**TEXT SHOWN**
++++
Even though the twinkling lingo of light is more complicated and far subtler than she initially imagined, Widder never stopped wanting to speak it. In the mid-1990s, she envisioned a camera system that would operate on far-red light, which humans can see but fish cannot. Anchored to the seafloor and inconspicuous, the camera would allow her to record bioluminescence as it naturally occurs. Widder—ever the gearhead—sketched out the camera design herself. She named it the Eye-in-the-Sea.
She lured her luminous subjects to the camera with a circle of 16 blue LED lights programmed to flash in a suite of patterns. This so-called e-Jelly is modeled on the panic response of the atolla jellyfish, whose “burglar alarm” display can be seen from 300 feet away underwater. The alarm is a kind of kaleidoscopic scream that the assaulted jellyfish uses to hail an even bigger animal to come and eat its predator.
++++
[Natural-language object grounding data]
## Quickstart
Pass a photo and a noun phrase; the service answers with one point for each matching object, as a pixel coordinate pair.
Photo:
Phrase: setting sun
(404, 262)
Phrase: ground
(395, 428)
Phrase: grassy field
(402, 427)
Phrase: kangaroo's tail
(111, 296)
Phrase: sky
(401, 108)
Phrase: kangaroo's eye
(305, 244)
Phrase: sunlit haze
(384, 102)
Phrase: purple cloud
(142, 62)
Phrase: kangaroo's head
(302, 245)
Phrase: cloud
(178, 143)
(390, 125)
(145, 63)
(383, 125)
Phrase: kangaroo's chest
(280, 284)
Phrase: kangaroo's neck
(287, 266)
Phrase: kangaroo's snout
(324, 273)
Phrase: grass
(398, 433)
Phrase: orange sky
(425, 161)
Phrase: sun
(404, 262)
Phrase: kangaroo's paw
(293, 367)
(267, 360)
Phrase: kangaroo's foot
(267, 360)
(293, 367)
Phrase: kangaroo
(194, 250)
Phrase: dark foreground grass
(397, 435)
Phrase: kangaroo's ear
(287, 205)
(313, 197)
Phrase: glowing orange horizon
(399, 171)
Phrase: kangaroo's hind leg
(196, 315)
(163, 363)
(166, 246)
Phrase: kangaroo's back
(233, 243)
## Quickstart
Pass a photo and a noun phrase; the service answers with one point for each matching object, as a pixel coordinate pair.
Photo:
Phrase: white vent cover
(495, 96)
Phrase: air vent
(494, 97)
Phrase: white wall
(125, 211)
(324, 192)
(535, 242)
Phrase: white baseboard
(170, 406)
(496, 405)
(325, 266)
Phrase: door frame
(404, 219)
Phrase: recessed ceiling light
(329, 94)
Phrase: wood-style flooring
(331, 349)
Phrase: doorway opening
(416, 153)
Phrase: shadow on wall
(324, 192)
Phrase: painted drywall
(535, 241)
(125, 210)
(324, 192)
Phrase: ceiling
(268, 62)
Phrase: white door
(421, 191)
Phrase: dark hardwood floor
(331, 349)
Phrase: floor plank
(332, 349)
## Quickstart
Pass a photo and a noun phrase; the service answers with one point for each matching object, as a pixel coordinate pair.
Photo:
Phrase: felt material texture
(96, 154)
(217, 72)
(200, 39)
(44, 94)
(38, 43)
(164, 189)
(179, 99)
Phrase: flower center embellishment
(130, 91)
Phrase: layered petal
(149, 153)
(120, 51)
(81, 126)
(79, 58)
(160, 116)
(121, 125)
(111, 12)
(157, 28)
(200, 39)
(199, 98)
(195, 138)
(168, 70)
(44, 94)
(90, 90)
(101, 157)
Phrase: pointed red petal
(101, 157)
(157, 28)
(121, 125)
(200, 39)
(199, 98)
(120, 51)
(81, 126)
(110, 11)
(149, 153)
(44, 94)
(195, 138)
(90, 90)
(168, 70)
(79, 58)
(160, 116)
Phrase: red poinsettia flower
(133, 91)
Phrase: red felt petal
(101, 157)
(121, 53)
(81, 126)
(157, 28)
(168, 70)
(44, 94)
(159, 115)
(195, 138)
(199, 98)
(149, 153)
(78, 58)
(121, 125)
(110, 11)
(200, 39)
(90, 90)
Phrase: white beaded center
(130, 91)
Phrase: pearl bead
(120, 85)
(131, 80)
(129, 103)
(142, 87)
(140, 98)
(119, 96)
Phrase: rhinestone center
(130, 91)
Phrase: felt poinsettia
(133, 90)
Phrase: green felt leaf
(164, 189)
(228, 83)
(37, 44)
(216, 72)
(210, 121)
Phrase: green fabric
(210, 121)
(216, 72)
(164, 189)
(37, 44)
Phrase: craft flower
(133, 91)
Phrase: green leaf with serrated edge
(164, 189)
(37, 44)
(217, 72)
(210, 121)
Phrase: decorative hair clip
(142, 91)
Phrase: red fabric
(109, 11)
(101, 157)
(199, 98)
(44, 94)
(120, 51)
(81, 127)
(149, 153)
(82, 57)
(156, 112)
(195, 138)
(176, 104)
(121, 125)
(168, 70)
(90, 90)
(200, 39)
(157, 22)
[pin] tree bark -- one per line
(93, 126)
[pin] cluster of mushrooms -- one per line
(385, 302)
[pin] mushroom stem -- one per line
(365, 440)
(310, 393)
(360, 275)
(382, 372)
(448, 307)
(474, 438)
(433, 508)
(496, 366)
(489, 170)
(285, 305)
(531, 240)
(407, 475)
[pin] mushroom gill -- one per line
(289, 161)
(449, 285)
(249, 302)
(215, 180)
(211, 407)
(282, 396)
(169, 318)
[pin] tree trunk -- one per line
++++
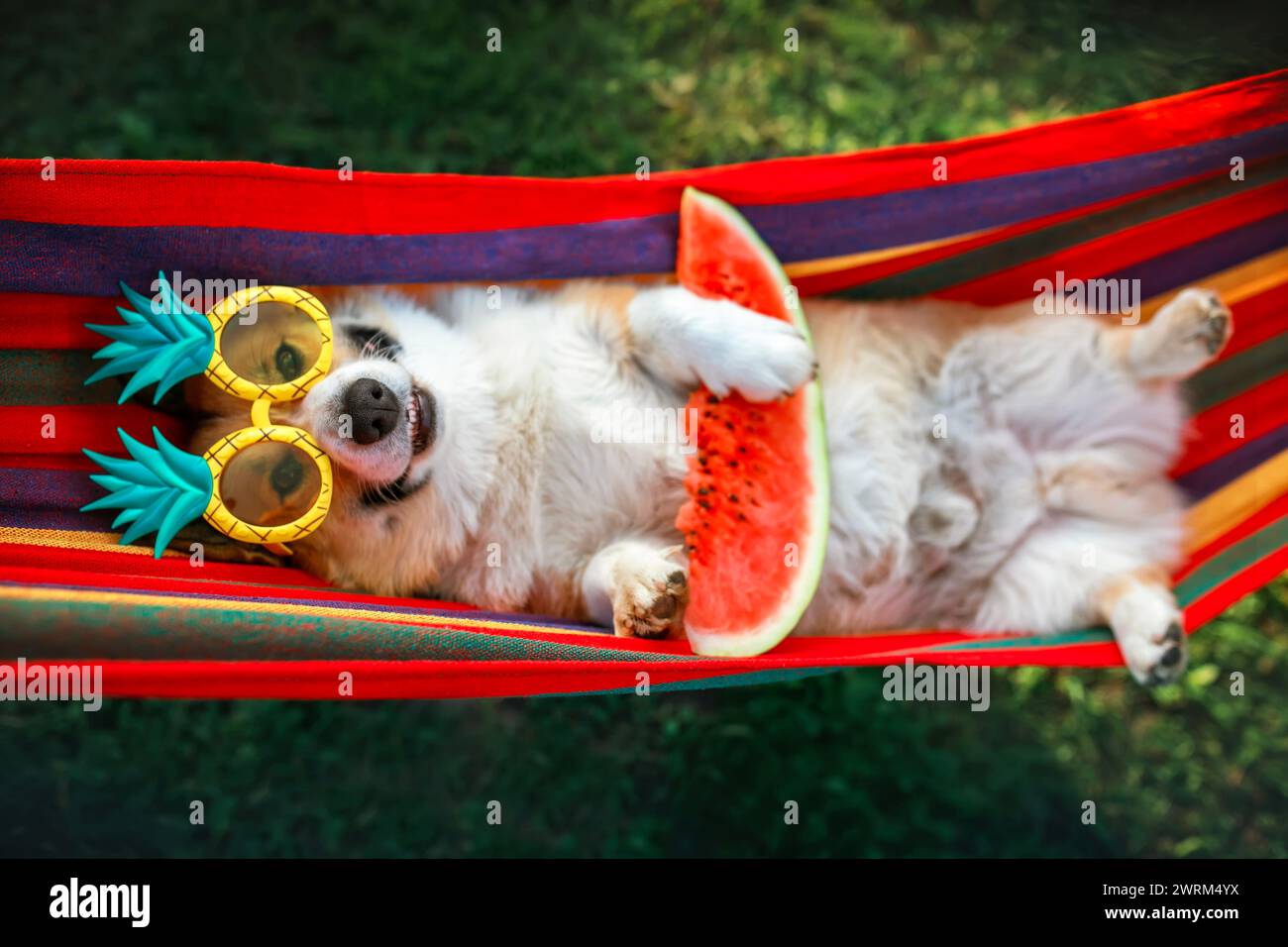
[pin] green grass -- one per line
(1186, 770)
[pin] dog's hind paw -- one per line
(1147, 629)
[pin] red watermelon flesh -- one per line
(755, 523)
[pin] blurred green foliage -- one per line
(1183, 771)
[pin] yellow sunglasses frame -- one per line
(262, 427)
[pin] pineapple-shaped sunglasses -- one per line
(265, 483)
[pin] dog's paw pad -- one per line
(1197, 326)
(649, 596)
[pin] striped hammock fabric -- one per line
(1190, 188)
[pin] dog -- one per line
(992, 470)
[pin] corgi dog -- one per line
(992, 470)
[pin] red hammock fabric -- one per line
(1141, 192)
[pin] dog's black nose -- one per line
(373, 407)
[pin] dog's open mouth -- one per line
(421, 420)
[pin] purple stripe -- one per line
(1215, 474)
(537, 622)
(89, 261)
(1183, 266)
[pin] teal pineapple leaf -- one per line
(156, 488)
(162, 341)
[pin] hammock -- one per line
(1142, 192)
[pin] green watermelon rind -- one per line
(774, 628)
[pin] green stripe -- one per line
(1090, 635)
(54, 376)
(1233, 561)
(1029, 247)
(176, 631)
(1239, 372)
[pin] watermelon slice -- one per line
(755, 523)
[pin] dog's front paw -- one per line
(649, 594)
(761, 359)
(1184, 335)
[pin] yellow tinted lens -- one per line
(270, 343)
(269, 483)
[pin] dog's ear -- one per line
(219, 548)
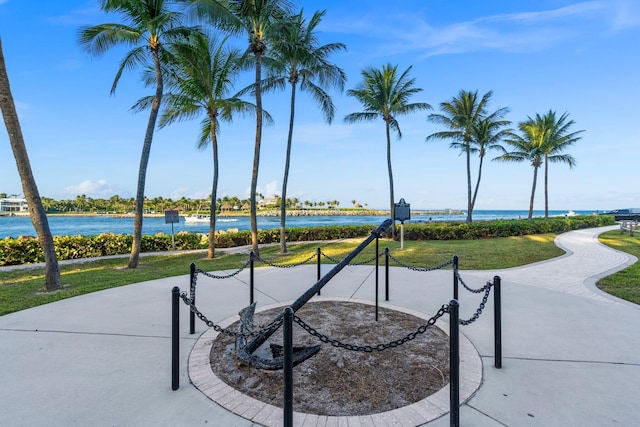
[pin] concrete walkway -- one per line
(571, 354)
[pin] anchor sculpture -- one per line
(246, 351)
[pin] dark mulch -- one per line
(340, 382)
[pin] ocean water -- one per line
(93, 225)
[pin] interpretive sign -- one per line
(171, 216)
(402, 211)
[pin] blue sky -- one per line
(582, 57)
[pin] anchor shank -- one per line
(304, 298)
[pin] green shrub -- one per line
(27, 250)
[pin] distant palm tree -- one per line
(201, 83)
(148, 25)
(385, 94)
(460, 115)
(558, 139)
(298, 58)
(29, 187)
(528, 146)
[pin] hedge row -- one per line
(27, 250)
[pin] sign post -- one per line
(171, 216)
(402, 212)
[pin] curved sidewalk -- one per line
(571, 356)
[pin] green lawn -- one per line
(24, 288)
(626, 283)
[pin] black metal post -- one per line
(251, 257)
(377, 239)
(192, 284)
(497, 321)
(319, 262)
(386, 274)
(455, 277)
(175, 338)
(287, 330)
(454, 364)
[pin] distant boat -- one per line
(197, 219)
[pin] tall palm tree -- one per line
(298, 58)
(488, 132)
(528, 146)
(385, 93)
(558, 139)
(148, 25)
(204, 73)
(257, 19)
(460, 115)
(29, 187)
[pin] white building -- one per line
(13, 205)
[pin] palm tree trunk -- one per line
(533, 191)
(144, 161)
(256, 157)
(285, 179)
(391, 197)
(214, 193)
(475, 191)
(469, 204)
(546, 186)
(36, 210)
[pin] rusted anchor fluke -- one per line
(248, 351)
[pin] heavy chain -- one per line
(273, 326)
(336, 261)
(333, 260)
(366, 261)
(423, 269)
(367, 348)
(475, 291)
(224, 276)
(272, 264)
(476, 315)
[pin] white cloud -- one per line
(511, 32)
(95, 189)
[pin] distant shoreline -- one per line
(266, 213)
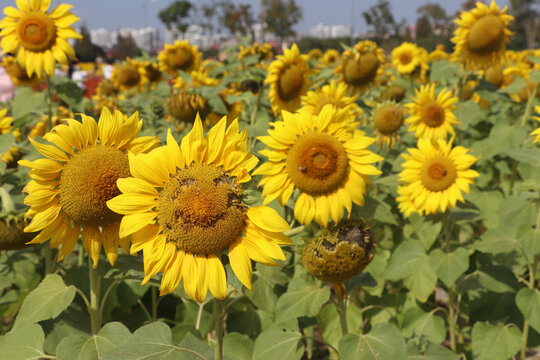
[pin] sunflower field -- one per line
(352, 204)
++++
**TASK REQUIREMENTS**
1. According to the passage about Widder's deep-sea camera, what display is the e-Jelly modeled on?
2. Proceed with the passage about Widder's deep-sea camera, starting after its final sentence.

**ANSWERS TO THIS EXERCISE**
1. The "burglar alarm" panic response of the atolla jellyfish.

2.
The Eye-in-the-Sea and e-Jelly were deployed in the northern Gulf of Mexico in 2004. Widder placed them on the edge of an eerie undersea oasis called a brine pool, where methane gas boils up and fish sometimes perish from the excess salt. The camera secure on the bottom, the e-Jelly launched into its choreographed histrionics. Just 86 seconds later, a squid lurched into view. The six-foot-long visitor was completely new to science. When deployed in the Monterey Canyon, Widder’s Eye-in-the-Sea captured stunning footage of giant six-gill sharks rooting in the sand, possibly for pill bugs, a never-before-seen foraging behavior that might explain how they survive in a desolate environment. And in the Bahamas at 2,000 feet, something in the blackness flashed back at the e-Jelly, emitting trails of bright dots. Each time the jelly beckoned, the mystery creature sparkled a response. “I have no idea what we were saying,” she admits, “but I think it was something sexy.” At long last, Widder was engaged in light conversation, most likely with a deep-sea shrimp.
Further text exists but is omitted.